- EXERCISE INSTRUCTIONS -
Format all the records below as a JSON list of strings with one string per line. Skip blank lines and leave the pictures out.

━━━━━━━━━━━━━━━━━━━━━━━━━━━━━━

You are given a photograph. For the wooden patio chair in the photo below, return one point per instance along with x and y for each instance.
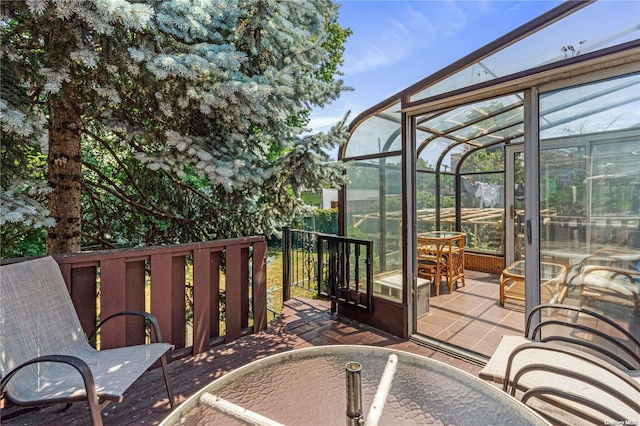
(572, 387)
(45, 357)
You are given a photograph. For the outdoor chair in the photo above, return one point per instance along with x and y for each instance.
(45, 357)
(572, 387)
(609, 276)
(576, 328)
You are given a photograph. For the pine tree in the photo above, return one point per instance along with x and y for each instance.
(209, 96)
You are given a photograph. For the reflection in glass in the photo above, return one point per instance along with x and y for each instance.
(374, 212)
(590, 193)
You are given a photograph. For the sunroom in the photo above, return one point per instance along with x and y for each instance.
(528, 148)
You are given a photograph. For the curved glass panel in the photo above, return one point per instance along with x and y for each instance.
(377, 134)
(451, 158)
(595, 27)
(590, 193)
(604, 106)
(490, 159)
(468, 126)
(429, 155)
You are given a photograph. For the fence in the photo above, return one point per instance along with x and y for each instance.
(339, 268)
(202, 294)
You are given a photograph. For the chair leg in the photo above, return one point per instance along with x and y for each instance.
(167, 381)
(94, 409)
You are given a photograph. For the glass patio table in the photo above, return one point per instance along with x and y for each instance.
(309, 387)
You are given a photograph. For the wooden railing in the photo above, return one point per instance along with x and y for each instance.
(161, 280)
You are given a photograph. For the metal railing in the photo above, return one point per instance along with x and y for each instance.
(339, 268)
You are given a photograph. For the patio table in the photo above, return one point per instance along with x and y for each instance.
(446, 248)
(552, 284)
(308, 387)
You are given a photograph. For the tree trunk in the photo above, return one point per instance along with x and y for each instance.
(65, 177)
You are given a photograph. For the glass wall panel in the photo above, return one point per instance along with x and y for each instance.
(374, 212)
(590, 196)
(595, 27)
(482, 200)
(380, 133)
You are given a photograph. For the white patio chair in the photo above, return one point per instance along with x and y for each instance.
(45, 357)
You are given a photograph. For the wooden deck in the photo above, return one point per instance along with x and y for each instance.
(303, 323)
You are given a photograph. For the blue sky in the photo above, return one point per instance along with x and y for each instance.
(397, 43)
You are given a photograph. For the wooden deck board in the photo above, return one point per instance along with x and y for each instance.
(303, 323)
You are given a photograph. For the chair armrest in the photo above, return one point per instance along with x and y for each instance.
(146, 315)
(77, 363)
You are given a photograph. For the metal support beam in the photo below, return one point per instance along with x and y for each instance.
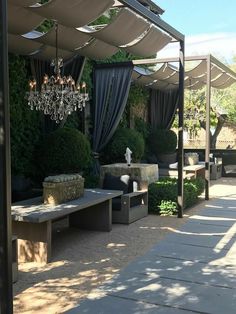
(207, 148)
(180, 199)
(5, 186)
(153, 18)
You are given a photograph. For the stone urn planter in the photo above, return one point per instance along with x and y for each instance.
(62, 188)
(191, 159)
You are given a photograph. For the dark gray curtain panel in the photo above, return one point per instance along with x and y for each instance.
(111, 90)
(163, 107)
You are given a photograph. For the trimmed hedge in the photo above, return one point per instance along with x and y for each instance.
(25, 124)
(162, 195)
(65, 150)
(115, 150)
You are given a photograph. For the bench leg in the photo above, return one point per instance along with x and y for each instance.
(96, 217)
(34, 241)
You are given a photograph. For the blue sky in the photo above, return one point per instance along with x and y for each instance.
(209, 25)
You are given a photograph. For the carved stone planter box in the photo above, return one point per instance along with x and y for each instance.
(191, 159)
(62, 188)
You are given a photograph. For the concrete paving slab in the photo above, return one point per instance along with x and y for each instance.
(178, 294)
(198, 228)
(110, 304)
(210, 220)
(183, 270)
(185, 252)
(224, 214)
(222, 203)
(208, 241)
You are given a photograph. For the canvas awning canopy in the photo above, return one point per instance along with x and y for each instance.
(127, 30)
(166, 77)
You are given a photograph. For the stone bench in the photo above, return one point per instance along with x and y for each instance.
(32, 220)
(188, 172)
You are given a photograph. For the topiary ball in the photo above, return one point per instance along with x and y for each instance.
(123, 138)
(65, 150)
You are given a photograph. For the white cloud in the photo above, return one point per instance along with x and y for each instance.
(221, 45)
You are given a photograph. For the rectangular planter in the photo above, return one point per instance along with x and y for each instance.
(55, 193)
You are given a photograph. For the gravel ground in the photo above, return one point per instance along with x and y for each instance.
(82, 260)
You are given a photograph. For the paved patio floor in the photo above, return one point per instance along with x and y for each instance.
(191, 270)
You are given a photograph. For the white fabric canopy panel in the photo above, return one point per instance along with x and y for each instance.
(20, 45)
(125, 27)
(222, 80)
(164, 72)
(198, 70)
(162, 85)
(49, 53)
(68, 38)
(228, 83)
(73, 13)
(21, 20)
(153, 41)
(97, 50)
(194, 79)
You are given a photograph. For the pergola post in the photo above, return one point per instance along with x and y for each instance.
(5, 190)
(207, 148)
(180, 198)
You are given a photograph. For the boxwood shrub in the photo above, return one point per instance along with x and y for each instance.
(65, 150)
(162, 195)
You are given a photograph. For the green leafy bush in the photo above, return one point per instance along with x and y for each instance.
(25, 123)
(162, 195)
(162, 141)
(115, 150)
(65, 150)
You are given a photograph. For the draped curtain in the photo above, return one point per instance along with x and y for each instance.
(39, 67)
(163, 108)
(111, 90)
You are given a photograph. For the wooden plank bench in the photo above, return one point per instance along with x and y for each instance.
(32, 220)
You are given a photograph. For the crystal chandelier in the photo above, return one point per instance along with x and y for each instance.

━━━━━━━━━━━━━━━━━━━━━━━━━━━━━━

- SOLUTION TO THE PROBLEM -
[
  "You are given a photograph. For the wooden patio chair in the photo below, return one point per instance along with x and y for each instance.",
  "(572, 387)",
  "(45, 357)",
  "You are given a photograph. For the outdoor chair in the photo above, return one point per instance along with x and y for each instance.",
  "(45, 357)",
  "(572, 387)",
  "(609, 276)",
  "(576, 328)",
  "You are given a photograph. For the pine tree in the photo above, return one point per instance along with x and y for each instance.",
  "(209, 96)",
  "You are given a photograph. For the reflection in glass in the photo above, return one point per instance along with x and y for each instance.",
  "(374, 212)",
  "(590, 193)",
  "You are given a photograph. For the sunroom in the photo above, return one point per instance along with x and y for each instance.",
  "(528, 148)",
  "You are given a photograph. For the curved glass panel in the photo above, return one point per instance along with x and y for each instance.",
  "(377, 134)",
  "(451, 158)",
  "(595, 27)",
  "(590, 193)",
  "(604, 106)",
  "(490, 159)",
  "(468, 126)",
  "(429, 155)",
  "You are given a photograph. For the fence in the photo above, return one point per instance along with x and y for each instance.",
  "(339, 268)",
  "(202, 294)",
  "You are given a photograph. For the chair leg in the photo above, return one point per instance along with x and y for each instance.",
  "(167, 381)",
  "(94, 409)",
  "You are given a photograph. For the glass patio table in the photo above, return one point per instance along with x and y for each instance.",
  "(309, 387)",
  "You are given a photograph. For the wooden railing in the photo above, return one point per instance along with x and y for each instance.",
  "(161, 280)",
  "You are given a photograph. For the metal railing in the photo above, return one point per instance along with x and y for each instance.",
  "(339, 268)",
  "You are given a photograph. For the patio table in the photo above, return one point per instance along with x and y for each instance.",
  "(446, 248)",
  "(552, 284)",
  "(308, 387)",
  "You are given a photograph. For the tree trunk in the photo above, return one point per instance along with x and y for each instance.",
  "(65, 177)",
  "You are given a photograph. For the glass wall panel in the photo above, return one point per instance along with x and y for each instance.",
  "(374, 212)",
  "(590, 196)",
  "(595, 27)",
  "(482, 200)",
  "(380, 133)",
  "You are given a photograph. For the white patio chair in the photo above, return one point per instance along with x and y for each instance.",
  "(45, 357)",
  "You are given a photograph. For the wooden deck in the photo above, return one point per instance along with x and y for each instance.",
  "(303, 323)",
  "You are given a photograph. For the blue sky in the photo above, return one point per instance along with x and y for each instance.",
  "(397, 43)",
  "You are given a photograph. For the wooden deck board in the photo above, return one point per instance along with x and y for each instance.",
  "(303, 323)",
  "You are given a photograph. For the chair armrest in the photo above, return one point per instance along with x and y for each instance.",
  "(146, 315)",
  "(77, 363)",
  "You are given a photograph. For the metal support beam in the photo below, return one point per instance along with x and y for each instance.",
  "(207, 148)",
  "(180, 199)",
  "(5, 186)",
  "(153, 18)",
  "You are given a photograph. For the stone urn planter in the photo above, return one point per instance along with x and y for each instance.",
  "(62, 188)",
  "(191, 159)",
  "You are given a photograph. For the dark gray curtain panel in the photo above, return one point per instance along with x and y for each instance.",
  "(111, 90)",
  "(163, 107)",
  "You are given a photograph. For the trimmed hedge in the photo above, return one point per instance along with x and y for each instance.",
  "(25, 124)",
  "(162, 195)",
  "(65, 150)",
  "(115, 150)",
  "You are given a photograph. For the bench leg in the photo above, return one point per instance along with x and y for each instance.",
  "(96, 217)",
  "(34, 241)",
  "You are given a photograph. For the blue sky in the photo above, return one point per instance along with x and y for each instance.",
  "(209, 25)",
  "You are given a photograph. For the carved stone planter box in the photo above, return one point per instance along with x and y for each instance.",
  "(191, 159)",
  "(62, 188)",
  "You are given a photograph. For the concrete paving slab in the photo above, return one point per instance along with x and y for each instance.",
  "(178, 294)",
  "(198, 228)",
  "(110, 304)",
  "(210, 220)",
  "(183, 270)",
  "(185, 252)",
  "(224, 214)",
  "(222, 203)",
  "(208, 241)",
  "You are given a photograph. For the canvas awning canopy in the photo above, return one point per instance along with x and y for each instance.",
  "(127, 30)",
  "(166, 77)",
  "You are given a photograph. For the stone bench in the photo above, return one point per instance along with x and y for each instance.",
  "(32, 220)",
  "(188, 172)",
  "You are given a photograph. For the topiary ball in the photo above, return one point per instance along with x and y for each instance.",
  "(123, 138)",
  "(65, 150)",
  "You are given a photograph. For the white cloud in the photo above, return one point per instance along with x and y for each instance.",
  "(221, 45)",
  "You are given a photograph. For the rectangular planter in the photo above, return one point per instance along with x and y for each instance.",
  "(55, 193)",
  "You are given a photograph. For the gravel ground in the photo above, return one point per instance along with x and y for each instance.",
  "(82, 260)",
  "You are given a photograph. For the paved patio floor in the photo above, return one point per instance along with x and y for each instance.",
  "(191, 270)",
  "You are given a photograph. For the white fabric canopy panel in the photo above, return one point per instance along with x and y for each instance.",
  "(20, 45)",
  "(125, 27)",
  "(222, 80)",
  "(164, 72)",
  "(198, 70)",
  "(162, 85)",
  "(49, 53)",
  "(68, 38)",
  "(228, 83)",
  "(73, 13)",
  "(21, 20)",
  "(153, 41)",
  "(97, 50)",
  "(194, 79)",
  "You are given a photograph. For the pergola post in the photo above, return one point per instance along with x and y for each instance.",
  "(5, 190)",
  "(207, 148)",
  "(180, 198)",
  "You are given a photograph. For the boxwood shrub in the photo above, return one point per instance along with x and y for each instance.",
  "(65, 150)",
  "(162, 195)",
  "You are given a photograph. For the green leafy bush in the photo above, return one point per instance along with x and y for each instance.",
  "(25, 123)",
  "(162, 195)",
  "(162, 141)",
  "(115, 150)",
  "(65, 150)",
  "You are given a photograph. For the draped curtain in the photo above, return one point per instance along with x and y for each instance.",
  "(39, 67)",
  "(163, 108)",
  "(111, 90)",
  "You are given a photograph. For the wooden plank bench in the photo above, return one point per instance along with x and y for each instance.",
  "(32, 220)",
  "You are given a photograph. For the crystal chandelier in the photo above, return one point per instance along with x and y for each instance."
]